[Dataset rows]
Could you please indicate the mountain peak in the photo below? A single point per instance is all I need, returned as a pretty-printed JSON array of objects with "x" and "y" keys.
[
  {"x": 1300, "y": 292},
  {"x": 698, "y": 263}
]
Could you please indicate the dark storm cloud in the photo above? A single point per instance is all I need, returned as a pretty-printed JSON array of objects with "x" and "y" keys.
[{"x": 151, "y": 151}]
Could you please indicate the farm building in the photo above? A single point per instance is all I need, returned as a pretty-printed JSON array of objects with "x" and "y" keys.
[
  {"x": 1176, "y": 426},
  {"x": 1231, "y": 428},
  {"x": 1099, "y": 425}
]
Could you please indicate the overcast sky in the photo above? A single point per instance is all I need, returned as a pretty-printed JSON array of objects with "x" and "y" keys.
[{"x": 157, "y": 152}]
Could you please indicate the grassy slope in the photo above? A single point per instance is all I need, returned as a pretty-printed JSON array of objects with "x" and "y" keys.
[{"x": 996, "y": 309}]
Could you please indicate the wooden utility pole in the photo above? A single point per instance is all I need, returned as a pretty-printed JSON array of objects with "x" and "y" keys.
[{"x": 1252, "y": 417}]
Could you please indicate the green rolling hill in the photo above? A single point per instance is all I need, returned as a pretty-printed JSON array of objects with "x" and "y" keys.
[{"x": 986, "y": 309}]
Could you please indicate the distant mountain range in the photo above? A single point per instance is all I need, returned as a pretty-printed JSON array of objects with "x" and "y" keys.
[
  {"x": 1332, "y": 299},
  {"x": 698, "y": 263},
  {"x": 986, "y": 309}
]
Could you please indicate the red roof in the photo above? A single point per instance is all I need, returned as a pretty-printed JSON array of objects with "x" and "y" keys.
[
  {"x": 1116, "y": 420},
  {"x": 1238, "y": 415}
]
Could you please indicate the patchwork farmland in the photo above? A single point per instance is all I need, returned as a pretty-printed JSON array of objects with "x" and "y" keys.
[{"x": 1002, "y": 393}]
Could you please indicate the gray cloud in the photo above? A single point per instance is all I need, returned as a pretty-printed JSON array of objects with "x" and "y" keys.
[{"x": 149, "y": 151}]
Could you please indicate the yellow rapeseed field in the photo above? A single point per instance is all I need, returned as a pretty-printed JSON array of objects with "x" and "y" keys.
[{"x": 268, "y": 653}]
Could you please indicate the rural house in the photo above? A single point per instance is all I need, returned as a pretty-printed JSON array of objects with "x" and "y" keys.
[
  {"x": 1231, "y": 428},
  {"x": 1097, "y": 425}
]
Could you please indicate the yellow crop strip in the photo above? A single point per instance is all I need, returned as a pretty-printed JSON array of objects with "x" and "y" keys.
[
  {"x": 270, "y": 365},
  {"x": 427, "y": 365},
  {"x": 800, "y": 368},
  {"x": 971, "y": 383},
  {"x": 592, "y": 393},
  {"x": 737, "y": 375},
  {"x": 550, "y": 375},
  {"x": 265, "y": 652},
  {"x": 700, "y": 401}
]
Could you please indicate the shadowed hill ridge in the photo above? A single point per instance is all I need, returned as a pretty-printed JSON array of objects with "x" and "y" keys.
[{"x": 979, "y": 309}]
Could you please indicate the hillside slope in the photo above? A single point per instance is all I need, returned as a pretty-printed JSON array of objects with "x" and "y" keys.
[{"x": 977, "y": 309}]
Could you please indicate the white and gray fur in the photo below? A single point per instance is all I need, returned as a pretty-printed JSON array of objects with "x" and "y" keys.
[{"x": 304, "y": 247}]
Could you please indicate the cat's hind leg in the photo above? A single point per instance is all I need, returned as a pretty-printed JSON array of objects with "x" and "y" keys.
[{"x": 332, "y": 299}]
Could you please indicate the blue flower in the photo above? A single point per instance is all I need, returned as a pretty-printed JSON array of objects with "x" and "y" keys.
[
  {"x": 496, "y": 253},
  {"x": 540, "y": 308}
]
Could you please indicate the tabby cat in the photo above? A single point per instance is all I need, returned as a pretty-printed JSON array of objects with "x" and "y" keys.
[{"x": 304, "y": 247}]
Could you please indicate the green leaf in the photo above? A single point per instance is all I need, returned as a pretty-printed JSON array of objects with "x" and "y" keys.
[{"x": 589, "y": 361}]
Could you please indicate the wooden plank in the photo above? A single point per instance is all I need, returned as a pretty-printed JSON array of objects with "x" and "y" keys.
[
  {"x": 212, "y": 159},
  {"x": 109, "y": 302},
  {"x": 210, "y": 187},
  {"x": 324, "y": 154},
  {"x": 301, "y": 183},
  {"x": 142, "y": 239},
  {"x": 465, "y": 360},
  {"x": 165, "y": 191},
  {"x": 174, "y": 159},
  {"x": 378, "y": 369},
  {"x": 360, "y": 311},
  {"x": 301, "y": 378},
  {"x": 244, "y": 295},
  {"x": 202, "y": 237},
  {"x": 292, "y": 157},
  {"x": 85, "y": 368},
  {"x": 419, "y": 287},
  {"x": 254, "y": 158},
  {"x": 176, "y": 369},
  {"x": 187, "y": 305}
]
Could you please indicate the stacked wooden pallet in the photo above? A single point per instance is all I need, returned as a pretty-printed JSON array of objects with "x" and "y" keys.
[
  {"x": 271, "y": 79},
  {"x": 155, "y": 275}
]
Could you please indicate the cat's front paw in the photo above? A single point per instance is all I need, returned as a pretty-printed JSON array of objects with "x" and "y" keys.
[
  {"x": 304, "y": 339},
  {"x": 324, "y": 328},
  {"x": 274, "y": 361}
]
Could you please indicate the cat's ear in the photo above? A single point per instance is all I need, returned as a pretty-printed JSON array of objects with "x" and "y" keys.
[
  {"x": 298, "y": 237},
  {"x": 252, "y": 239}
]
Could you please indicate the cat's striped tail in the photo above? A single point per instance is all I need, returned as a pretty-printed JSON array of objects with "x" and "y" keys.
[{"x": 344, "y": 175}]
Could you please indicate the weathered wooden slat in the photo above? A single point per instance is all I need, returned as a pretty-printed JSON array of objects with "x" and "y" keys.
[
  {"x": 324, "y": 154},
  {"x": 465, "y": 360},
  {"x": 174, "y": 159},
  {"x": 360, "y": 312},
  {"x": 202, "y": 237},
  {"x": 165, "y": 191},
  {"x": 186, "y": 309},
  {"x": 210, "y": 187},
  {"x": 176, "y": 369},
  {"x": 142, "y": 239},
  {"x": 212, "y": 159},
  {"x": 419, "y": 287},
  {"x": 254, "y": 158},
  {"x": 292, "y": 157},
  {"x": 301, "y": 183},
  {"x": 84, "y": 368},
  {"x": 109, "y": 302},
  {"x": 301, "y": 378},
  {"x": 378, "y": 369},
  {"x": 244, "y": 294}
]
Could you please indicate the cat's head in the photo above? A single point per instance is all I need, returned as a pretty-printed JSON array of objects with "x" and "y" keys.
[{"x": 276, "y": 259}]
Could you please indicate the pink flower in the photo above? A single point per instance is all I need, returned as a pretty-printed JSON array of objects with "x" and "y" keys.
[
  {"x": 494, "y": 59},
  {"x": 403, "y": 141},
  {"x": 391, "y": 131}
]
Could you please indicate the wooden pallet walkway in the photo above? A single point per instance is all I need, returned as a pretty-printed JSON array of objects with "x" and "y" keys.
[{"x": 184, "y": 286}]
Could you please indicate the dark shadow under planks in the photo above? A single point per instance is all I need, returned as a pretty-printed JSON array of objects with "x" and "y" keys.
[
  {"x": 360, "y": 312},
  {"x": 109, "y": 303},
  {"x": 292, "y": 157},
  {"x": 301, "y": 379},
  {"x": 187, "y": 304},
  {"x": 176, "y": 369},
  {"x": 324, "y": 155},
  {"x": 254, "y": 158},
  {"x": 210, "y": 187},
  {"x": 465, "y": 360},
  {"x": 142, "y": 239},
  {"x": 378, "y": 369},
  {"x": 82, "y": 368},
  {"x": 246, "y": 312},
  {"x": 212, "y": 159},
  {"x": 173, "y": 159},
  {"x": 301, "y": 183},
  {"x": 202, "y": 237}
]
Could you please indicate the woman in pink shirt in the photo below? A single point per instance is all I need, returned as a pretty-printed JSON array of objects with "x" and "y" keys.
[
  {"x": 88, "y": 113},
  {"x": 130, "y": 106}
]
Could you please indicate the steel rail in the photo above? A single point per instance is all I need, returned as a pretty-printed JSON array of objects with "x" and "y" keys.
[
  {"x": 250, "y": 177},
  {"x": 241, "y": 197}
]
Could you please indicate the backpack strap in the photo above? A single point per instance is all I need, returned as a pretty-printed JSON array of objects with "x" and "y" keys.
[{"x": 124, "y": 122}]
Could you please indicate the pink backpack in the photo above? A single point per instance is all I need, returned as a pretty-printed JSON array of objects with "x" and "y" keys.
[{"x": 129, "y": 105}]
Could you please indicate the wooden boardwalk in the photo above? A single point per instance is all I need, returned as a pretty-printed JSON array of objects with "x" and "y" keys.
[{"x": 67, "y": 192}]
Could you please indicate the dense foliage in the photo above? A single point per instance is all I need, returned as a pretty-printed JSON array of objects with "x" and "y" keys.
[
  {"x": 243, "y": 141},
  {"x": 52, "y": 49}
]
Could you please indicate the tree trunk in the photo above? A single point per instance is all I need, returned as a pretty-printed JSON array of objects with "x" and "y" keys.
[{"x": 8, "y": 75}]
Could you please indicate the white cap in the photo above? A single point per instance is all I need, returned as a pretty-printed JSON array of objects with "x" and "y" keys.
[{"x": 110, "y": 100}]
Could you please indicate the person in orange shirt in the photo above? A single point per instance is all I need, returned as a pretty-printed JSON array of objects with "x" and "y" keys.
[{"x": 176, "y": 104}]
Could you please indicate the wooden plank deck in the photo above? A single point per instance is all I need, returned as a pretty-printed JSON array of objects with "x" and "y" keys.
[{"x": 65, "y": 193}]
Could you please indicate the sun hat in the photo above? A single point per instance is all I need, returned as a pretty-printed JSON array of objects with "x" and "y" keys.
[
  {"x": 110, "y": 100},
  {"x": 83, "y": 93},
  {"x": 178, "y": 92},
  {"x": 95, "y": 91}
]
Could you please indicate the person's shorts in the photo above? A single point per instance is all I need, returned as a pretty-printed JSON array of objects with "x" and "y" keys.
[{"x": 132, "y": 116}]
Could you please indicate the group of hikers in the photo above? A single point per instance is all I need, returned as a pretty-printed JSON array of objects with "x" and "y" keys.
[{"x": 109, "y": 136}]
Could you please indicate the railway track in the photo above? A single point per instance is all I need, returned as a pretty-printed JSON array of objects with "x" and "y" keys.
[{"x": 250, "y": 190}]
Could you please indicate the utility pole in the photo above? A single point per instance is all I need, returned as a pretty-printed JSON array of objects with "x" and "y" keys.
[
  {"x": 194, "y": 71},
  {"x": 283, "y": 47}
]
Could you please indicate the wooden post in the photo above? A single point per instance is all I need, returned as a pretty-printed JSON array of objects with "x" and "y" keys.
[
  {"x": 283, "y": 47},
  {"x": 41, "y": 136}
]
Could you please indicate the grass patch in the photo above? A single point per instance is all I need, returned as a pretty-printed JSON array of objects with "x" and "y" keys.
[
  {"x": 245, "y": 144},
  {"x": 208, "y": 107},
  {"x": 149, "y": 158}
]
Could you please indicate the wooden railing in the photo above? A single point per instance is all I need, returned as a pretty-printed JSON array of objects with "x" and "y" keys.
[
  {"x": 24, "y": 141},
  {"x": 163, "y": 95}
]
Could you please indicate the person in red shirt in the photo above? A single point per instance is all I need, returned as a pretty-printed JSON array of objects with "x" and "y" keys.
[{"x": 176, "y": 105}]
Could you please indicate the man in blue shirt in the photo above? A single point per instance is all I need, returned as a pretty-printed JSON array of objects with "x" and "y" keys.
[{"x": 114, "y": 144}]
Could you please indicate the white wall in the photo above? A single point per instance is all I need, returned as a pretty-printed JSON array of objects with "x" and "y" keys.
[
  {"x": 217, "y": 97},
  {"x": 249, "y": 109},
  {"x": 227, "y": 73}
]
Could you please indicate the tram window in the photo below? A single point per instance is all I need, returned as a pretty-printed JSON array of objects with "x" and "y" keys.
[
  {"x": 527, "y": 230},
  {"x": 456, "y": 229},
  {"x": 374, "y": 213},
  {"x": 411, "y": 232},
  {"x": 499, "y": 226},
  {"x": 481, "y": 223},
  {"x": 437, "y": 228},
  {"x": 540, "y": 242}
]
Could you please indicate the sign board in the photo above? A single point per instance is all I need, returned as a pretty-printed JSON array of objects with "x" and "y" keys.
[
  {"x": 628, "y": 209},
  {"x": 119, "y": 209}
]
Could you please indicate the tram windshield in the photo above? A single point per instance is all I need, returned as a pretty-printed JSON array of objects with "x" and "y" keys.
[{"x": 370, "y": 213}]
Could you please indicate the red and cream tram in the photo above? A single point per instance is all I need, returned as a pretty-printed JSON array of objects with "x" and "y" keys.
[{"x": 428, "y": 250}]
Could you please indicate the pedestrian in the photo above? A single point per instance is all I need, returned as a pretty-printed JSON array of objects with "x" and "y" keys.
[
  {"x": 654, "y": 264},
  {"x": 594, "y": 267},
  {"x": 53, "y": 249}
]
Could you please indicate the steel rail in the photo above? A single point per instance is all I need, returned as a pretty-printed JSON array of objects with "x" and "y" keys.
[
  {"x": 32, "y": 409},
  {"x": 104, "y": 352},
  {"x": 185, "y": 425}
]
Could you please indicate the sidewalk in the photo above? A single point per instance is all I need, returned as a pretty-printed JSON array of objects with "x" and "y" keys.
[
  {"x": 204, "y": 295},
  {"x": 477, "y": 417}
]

> Request:
Every line from the one containing "Could you please indicate the pedestrian" through the last line of the entries must be written out verbatim, and no other line.

> Full response:
Could you please indicate the pedestrian in the photo above? A single point per instance is all I need, returned as a pretty-printed JSON array of objects with "x" and "y" keys.
[
  {"x": 654, "y": 264},
  {"x": 594, "y": 267},
  {"x": 53, "y": 249}
]
Could you please indicate the steel rail in the photo above? A single point per instance is all I need, returned as a pretty-printed JSON array of objects with "x" and "y" keys.
[
  {"x": 32, "y": 409},
  {"x": 104, "y": 352},
  {"x": 185, "y": 425}
]
Could you please indicate the sidewalk in the photo above? A single point per instance is all I need, returned as a pretty-printed JSON array of objects with "x" and "y" keys.
[
  {"x": 204, "y": 295},
  {"x": 477, "y": 417}
]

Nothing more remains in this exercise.